Input records:

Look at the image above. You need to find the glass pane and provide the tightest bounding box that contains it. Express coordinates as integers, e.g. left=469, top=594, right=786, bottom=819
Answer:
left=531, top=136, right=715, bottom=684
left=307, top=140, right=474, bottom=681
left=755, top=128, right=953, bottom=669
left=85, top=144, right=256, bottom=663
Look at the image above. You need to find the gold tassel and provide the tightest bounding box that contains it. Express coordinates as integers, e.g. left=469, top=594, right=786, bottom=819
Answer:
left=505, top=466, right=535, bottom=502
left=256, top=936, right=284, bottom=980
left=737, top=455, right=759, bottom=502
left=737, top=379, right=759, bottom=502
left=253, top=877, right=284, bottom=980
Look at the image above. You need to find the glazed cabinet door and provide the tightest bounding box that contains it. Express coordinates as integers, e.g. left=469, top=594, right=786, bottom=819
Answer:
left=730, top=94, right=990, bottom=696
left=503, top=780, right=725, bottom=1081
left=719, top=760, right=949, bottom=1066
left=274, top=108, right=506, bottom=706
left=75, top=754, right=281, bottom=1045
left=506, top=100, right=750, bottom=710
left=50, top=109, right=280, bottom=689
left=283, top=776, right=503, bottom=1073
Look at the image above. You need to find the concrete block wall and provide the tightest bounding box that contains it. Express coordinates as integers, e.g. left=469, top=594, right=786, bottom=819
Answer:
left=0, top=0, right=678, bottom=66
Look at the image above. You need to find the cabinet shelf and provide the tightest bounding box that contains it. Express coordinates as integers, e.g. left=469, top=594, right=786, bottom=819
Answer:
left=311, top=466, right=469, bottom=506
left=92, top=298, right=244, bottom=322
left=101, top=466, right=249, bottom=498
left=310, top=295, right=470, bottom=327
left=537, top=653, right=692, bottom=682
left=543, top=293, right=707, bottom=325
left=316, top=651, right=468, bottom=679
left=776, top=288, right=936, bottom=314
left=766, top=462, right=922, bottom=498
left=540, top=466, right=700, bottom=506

The exercise:
Please reproduce every row above word for word, keeping the lines in their original order.

Answer to the task:
Look at the image above. You need to find the glass pane and provide the tightest bounding box that contains it. Express coordinates as integers, e.g. left=469, top=594, right=786, bottom=819
Answer:
left=531, top=136, right=715, bottom=684
left=307, top=140, right=474, bottom=681
left=755, top=128, right=953, bottom=669
left=85, top=144, right=256, bottom=663
Look at the image above. You need to find the gold tassel and provide the tightest bounding box that contains it. Express coordinates as integers, e.g. left=469, top=594, right=786, bottom=819
Answer:
left=505, top=466, right=535, bottom=502
left=256, top=936, right=284, bottom=980
left=737, top=455, right=759, bottom=502
left=737, top=379, right=759, bottom=502
left=253, top=877, right=284, bottom=980
Look at the image above. You need to find the glazed cabinet door and provide the tightest bounding box that contains it. Express coordinates as integers, e.g. left=469, top=594, right=786, bottom=819
Answer:
left=730, top=94, right=990, bottom=696
left=503, top=780, right=725, bottom=1081
left=719, top=760, right=949, bottom=1066
left=274, top=108, right=506, bottom=706
left=75, top=754, right=281, bottom=1045
left=506, top=100, right=750, bottom=710
left=50, top=109, right=280, bottom=689
left=283, top=776, right=503, bottom=1073
Look at the image above. You need to find the concrete block wall and provide the tightest bounding box that contains it. Express coordinates as integers, e.g. left=469, top=594, right=786, bottom=819
Answer:
left=0, top=0, right=678, bottom=66
Look at the image above. You need to find the cabinet shelf and provide the tightest bounding box that contains it. Express coordinates as integers, e.g. left=469, top=594, right=786, bottom=819
Answer:
left=311, top=466, right=469, bottom=506
left=92, top=298, right=244, bottom=322
left=101, top=466, right=249, bottom=498
left=310, top=295, right=470, bottom=327
left=537, top=653, right=692, bottom=682
left=543, top=293, right=707, bottom=325
left=316, top=651, right=468, bottom=679
left=776, top=288, right=936, bottom=314
left=766, top=462, right=922, bottom=498
left=540, top=466, right=700, bottom=506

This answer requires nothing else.